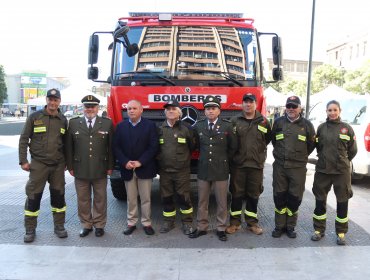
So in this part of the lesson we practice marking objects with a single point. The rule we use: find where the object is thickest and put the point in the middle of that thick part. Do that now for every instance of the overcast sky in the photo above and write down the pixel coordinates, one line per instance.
(52, 36)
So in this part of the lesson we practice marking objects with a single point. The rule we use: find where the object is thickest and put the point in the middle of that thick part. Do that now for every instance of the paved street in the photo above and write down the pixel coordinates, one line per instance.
(173, 255)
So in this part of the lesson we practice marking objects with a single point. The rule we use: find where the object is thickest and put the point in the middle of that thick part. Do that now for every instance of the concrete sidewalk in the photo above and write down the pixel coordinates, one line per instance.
(173, 255)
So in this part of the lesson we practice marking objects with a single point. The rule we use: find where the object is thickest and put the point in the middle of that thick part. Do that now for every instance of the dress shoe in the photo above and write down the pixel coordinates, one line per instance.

───

# Task goal
In the entries, the line containing "of the concrete" and every line after it through the last are to be duplicated exactly, and no other line is to be included.

# Completed exercise
So in this part of the lesson we practice marking objects with a single point. The rule we use: find where the object is thickest and put the point in the middle of that thick part. Do that now for every instance of the concrete sidewalk in the photo above and write down the pixel coordinates, one line per instance.
(173, 255)
So in this part of the lesson we practice marking objects with a single point. The rule we use: find where the object is thickest and put the point in the middle of that thick part. Do that now for every instance of the dress shoe in the photo above and write down the pixel coordinates, one line per instance.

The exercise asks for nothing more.